(Text-to-region grounding data)

· · · · · · ·

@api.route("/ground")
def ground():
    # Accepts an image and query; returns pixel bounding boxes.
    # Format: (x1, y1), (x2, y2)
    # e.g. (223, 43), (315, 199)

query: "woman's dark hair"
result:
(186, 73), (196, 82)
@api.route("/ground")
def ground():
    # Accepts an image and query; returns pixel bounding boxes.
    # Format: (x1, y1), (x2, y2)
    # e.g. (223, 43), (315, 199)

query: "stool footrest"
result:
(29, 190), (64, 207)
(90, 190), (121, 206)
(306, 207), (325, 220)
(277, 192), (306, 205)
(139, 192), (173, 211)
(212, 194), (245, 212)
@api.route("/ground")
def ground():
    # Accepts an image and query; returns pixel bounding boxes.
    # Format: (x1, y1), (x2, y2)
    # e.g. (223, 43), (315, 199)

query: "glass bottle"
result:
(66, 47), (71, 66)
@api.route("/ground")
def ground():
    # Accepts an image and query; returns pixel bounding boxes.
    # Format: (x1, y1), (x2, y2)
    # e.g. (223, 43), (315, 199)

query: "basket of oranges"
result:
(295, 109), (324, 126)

· · · · · · ·

_WHAT TO PRODUCE:_
Please make an exact copy of every record, leaving nothing out.

_EXERCISE ANSWER:_
@api.route("/ground")
def ground():
    # Accepts an image and query; returns pixel bounding boxes.
    # Format: (x1, y1), (x2, y2)
    # e.g. (223, 43), (315, 199)

query: "woman's dark hair"
result:
(186, 73), (196, 82)
@api.route("/ground")
def ground():
    # Accepts an image and query; returns pixel bounding boxes.
    # Format: (x1, y1), (x2, y2)
    # e.g. (223, 43), (315, 199)

query: "stool footrest"
result:
(29, 190), (64, 207)
(90, 190), (121, 206)
(306, 207), (325, 220)
(277, 192), (306, 205)
(139, 192), (173, 211)
(212, 194), (245, 212)
@api.route("/ground")
def ground():
    # Accepts an image and query; returns pixel bounding boxes.
    # Format: (x1, y1), (x2, y2)
    # e.g. (223, 43), (315, 199)

query: "glass bottle"
result:
(66, 47), (71, 66)
@api.route("/ground")
def ground():
    # Accepts an image and query; returns pixel bounding boxes.
    # Format: (x1, y1), (x2, y2)
    # e.g. (223, 43), (315, 199)

query: "basket of oranges"
result:
(295, 109), (324, 126)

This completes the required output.